> [REQUIRED WORK]: Return each line exactly as written. Begin with the first line of the entries and end with the line that has "One marker per instance, written like [(285, 391)].".

> [Natural-language object grounding data]:
-.-.-
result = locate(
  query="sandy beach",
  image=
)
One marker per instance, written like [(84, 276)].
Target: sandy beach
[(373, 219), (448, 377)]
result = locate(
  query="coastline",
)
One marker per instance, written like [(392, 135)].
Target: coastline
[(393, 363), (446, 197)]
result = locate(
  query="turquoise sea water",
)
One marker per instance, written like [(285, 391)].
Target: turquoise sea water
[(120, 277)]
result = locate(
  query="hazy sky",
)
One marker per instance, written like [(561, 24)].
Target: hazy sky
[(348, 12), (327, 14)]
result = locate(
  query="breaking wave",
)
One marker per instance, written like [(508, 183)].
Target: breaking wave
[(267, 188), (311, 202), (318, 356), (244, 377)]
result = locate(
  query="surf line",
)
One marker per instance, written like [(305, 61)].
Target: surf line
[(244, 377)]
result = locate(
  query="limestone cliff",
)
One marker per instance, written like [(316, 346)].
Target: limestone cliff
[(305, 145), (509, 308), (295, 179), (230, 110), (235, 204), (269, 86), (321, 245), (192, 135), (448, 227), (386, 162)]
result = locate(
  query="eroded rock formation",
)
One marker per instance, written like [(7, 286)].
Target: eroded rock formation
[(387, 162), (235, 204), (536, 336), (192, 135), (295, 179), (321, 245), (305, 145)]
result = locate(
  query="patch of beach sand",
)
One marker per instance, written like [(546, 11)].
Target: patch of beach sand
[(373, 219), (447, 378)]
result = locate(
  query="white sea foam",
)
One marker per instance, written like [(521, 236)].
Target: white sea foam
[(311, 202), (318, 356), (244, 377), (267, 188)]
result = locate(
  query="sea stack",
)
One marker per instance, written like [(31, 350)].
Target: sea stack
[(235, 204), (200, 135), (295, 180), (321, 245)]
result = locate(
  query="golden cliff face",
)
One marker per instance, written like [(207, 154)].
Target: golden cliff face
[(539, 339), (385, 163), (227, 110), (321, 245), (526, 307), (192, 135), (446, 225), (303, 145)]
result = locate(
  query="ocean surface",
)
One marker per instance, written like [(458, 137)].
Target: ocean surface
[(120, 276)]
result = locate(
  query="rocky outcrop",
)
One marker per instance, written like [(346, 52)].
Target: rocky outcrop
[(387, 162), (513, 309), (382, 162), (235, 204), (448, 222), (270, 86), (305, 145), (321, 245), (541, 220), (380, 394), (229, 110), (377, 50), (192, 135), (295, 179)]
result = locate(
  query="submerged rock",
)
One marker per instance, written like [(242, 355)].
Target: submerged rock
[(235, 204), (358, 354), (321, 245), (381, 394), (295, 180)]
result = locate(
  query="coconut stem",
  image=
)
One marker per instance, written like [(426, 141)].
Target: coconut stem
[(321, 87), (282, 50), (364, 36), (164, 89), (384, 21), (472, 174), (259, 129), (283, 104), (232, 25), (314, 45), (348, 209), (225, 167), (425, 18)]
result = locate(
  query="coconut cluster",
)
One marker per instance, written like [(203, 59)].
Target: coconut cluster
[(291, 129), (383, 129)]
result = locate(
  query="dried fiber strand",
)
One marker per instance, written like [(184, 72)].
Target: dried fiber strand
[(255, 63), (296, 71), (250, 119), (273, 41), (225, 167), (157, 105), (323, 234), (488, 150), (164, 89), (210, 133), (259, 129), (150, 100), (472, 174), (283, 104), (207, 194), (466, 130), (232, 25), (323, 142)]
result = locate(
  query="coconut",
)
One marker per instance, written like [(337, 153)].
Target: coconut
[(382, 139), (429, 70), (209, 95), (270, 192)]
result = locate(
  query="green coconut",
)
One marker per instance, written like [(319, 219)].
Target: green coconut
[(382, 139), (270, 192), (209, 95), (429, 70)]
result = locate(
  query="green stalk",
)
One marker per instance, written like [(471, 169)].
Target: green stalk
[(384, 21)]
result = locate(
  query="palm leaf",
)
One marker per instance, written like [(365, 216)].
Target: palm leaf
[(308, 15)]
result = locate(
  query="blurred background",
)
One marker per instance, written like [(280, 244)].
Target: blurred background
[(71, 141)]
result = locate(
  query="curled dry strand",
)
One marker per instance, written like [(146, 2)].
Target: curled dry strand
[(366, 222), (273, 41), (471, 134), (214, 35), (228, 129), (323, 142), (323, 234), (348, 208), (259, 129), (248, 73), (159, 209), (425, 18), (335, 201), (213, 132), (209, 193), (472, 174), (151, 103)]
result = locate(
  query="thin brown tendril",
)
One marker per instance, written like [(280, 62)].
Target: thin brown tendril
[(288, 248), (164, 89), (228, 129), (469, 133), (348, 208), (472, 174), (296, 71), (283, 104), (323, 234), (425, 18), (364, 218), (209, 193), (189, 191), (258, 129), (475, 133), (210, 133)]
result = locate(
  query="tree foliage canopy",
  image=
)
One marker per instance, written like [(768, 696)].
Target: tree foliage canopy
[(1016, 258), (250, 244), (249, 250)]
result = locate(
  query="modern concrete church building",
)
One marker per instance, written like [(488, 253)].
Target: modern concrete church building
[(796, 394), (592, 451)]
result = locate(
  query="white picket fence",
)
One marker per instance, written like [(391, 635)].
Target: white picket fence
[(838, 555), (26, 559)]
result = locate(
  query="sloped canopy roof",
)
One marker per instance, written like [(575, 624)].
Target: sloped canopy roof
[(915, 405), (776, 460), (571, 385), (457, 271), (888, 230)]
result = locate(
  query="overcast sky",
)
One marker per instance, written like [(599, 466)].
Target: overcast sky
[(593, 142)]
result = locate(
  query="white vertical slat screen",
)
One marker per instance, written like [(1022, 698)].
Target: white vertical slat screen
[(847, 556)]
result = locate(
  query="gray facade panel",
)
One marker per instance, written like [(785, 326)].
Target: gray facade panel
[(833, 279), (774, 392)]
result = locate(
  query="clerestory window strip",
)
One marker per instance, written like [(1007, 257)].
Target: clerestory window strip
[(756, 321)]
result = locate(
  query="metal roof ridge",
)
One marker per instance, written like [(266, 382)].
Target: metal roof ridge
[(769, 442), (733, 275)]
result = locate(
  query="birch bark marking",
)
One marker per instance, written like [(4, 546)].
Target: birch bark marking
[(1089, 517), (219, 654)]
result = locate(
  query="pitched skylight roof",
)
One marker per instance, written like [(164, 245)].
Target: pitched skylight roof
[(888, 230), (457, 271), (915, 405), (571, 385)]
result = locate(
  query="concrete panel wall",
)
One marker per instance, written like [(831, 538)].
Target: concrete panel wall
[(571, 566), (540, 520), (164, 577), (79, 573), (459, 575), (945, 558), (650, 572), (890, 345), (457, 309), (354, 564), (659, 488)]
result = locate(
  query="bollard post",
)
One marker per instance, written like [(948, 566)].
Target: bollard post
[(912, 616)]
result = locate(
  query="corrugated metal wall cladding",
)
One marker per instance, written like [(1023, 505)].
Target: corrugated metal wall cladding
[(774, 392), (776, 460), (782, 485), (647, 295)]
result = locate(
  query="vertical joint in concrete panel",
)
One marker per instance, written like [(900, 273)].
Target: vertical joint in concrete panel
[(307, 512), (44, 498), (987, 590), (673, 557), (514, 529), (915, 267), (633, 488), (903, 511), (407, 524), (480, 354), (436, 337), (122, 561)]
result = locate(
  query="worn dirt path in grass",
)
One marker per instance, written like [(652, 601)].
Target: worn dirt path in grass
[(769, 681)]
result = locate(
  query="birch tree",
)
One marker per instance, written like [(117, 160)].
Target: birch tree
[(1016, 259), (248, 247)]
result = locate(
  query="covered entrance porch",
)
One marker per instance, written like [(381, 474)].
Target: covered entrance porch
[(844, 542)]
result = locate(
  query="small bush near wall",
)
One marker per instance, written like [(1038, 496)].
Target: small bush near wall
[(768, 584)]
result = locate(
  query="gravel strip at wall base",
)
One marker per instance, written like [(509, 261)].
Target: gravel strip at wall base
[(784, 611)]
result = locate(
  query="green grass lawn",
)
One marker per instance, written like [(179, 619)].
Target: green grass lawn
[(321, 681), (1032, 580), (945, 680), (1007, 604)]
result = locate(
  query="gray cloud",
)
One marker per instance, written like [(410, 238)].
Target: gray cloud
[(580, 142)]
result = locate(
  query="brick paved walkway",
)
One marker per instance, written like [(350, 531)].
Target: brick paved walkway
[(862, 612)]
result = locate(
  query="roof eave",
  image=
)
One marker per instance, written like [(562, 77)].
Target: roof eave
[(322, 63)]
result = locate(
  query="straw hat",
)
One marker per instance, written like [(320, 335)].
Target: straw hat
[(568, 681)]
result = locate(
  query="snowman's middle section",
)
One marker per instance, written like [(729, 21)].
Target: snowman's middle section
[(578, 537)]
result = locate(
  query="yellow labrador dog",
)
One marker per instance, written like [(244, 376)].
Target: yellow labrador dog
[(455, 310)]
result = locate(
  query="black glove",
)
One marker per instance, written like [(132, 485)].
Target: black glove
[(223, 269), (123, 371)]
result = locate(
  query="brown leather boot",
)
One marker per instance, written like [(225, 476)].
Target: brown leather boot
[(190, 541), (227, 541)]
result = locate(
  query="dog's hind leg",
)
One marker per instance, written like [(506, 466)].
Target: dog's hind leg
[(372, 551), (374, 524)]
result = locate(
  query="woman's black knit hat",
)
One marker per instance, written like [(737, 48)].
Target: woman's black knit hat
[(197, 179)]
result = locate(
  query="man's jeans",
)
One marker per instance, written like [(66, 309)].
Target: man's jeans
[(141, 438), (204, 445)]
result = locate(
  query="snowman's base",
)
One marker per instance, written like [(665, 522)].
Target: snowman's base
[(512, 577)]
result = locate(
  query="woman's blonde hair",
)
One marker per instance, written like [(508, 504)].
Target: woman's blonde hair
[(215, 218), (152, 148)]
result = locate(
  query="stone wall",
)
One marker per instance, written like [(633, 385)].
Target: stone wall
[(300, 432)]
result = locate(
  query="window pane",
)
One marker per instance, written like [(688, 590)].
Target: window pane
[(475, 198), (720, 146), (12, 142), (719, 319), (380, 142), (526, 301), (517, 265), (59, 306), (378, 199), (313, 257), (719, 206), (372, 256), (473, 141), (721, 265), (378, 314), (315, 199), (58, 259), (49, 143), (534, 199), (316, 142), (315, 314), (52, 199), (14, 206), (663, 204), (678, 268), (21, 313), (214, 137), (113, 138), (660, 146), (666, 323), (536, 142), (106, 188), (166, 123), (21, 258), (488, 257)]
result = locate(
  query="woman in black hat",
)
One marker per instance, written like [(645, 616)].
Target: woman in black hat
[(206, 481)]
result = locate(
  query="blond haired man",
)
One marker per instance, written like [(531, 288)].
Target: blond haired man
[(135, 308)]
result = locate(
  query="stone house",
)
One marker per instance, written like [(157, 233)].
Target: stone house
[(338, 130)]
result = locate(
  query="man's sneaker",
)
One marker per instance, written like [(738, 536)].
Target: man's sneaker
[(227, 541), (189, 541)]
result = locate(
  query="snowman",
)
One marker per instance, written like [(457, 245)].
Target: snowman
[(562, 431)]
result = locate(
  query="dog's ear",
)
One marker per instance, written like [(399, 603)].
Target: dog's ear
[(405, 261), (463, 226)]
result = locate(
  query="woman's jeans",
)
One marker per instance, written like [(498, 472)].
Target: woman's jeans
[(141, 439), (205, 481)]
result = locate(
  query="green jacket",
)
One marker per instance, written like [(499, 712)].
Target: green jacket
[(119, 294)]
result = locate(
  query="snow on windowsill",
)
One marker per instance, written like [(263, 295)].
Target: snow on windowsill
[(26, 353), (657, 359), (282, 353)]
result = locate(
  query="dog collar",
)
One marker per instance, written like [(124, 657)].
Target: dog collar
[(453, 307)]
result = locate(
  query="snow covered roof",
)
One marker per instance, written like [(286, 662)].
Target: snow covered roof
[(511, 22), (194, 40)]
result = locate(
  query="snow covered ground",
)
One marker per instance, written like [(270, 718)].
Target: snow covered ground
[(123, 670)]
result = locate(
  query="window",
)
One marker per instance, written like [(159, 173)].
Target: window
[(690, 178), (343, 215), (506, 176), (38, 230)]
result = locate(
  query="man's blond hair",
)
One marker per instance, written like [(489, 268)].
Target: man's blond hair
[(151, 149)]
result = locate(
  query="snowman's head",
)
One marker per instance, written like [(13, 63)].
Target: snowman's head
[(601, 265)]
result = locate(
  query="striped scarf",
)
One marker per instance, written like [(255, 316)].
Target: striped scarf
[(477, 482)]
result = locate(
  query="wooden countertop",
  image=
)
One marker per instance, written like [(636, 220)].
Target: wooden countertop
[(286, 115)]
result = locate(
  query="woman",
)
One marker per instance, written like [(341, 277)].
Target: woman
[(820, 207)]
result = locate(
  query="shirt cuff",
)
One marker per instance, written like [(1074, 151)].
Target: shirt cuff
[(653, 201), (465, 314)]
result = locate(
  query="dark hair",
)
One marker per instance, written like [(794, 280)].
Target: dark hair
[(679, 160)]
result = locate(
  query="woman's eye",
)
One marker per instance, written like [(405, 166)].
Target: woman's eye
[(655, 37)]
-.-.-
> [RESPONSE]:
result = locate(
  query="sandy beach",
  image=
)
One marker per instance, written like [(84, 276)].
Target: sandy beach
[(373, 219), (448, 377)]
result = locate(
  query="coastline",
)
One marker per instance, written like [(392, 135)].
Target: coastline
[(393, 363), (446, 197)]
result = locate(
  query="turquoise sea water",
)
One marker per instance, written like [(285, 391)].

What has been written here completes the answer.